┌────────

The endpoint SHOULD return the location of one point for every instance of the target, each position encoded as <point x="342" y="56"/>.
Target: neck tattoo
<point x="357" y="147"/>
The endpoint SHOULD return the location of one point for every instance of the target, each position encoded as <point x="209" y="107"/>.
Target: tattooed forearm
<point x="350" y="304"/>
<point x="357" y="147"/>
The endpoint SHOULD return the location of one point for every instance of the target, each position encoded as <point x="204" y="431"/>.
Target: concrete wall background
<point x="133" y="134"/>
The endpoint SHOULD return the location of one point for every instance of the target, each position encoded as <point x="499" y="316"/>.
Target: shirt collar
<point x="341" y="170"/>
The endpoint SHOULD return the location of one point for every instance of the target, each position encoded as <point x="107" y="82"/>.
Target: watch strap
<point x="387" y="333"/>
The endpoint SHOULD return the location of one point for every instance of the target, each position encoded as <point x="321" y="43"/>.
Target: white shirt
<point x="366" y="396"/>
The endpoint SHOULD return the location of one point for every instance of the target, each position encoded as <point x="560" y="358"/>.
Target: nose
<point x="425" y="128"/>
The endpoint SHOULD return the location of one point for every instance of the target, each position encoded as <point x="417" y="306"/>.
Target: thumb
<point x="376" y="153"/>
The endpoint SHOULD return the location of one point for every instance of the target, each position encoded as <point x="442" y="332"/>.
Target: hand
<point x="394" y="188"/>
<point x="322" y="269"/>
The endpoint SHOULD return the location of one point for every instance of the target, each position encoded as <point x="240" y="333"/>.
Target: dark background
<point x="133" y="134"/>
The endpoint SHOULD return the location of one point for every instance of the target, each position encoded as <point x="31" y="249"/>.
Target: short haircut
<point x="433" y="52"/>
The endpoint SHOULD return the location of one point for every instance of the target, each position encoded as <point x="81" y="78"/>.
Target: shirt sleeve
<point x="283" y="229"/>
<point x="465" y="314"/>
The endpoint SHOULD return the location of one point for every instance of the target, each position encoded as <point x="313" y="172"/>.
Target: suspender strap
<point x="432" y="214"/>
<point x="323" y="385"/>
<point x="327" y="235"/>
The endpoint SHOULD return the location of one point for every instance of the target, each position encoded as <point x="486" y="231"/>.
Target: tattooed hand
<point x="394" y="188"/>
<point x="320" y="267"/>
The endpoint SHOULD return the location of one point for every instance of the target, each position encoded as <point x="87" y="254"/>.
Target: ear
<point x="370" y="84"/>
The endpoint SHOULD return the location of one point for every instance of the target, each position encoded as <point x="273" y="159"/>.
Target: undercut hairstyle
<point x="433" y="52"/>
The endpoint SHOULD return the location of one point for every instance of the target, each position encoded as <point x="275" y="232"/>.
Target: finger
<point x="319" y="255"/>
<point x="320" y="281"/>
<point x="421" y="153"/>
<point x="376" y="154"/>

└────────

After reading the listing, copy all of it out exactly.

The endpoint SHOULD return the location of one point for every instance of the target, each position encoded as <point x="342" y="56"/>.
Target: neck tattoo
<point x="357" y="147"/>
The endpoint SHOULD return the location of one point for every instance of the target, each position encoded as <point x="209" y="107"/>.
Target: tattooed forearm
<point x="350" y="304"/>
<point x="357" y="147"/>
The endpoint SHOULD return the location of one point for every instance of the target, each position encoded as <point x="204" y="431"/>.
Target: concrete wall background
<point x="133" y="134"/>
The endpoint SHOULD return the location of one point for every instance of the target, each position encoded as <point x="499" y="316"/>.
Target: shirt collar
<point x="341" y="170"/>
The endpoint SHOULD return the location of one point for every instance of the target, each position encoded as <point x="107" y="82"/>.
Target: watch strap
<point x="387" y="333"/>
The endpoint SHOULD return the location of one point for every instance of the target, each position encoded as <point x="321" y="43"/>.
Target: white shirt
<point x="366" y="396"/>
The endpoint SHOULD return the location of one point for every instance of the target, each position encoded as <point x="560" y="358"/>.
Target: nose
<point x="425" y="128"/>
The endpoint SHOULD return the location of one point for every instance of the target, each position encoded as <point x="417" y="306"/>.
Target: thumb
<point x="376" y="153"/>
The endpoint SHOULD return the location of one point for every instance of the target, each position encoded as <point x="442" y="332"/>.
Target: hand
<point x="394" y="188"/>
<point x="322" y="269"/>
The endpoint SHOULD return the location of one point for every instance of the target, each position encoded as <point x="240" y="333"/>.
Target: dark background
<point x="133" y="134"/>
The endpoint SHOULD return the location of one point for every instance of the target, each position encoded as <point x="31" y="249"/>.
Target: short haircut
<point x="433" y="52"/>
The endpoint SHOULD return the location of one point for every instance of the target, each position encoded as <point x="81" y="78"/>.
Target: shirt sleeve
<point x="283" y="229"/>
<point x="465" y="314"/>
The endpoint SHOULD return the location of one point for every instance of the target, each position encoded as <point x="313" y="172"/>.
Target: suspender strap
<point x="432" y="214"/>
<point x="323" y="385"/>
<point x="327" y="235"/>
The endpoint SHOULD return the location of one point for every instance of the target, each position encoded as <point x="486" y="231"/>.
Target: tattooed hand
<point x="394" y="188"/>
<point x="320" y="267"/>
The endpoint SHOULD return the location of one point for every instance of the target, each position encoded as <point x="87" y="254"/>.
Target: ear
<point x="370" y="84"/>
The endpoint SHOULD return the location of one point for every instance of the target, each position encoded as <point x="273" y="159"/>.
Target: undercut hairstyle
<point x="433" y="52"/>
The endpoint SHOULD return the location of one point for every instance of the target, each position encoded as <point x="275" y="232"/>.
Target: finger
<point x="319" y="255"/>
<point x="320" y="281"/>
<point x="421" y="153"/>
<point x="376" y="154"/>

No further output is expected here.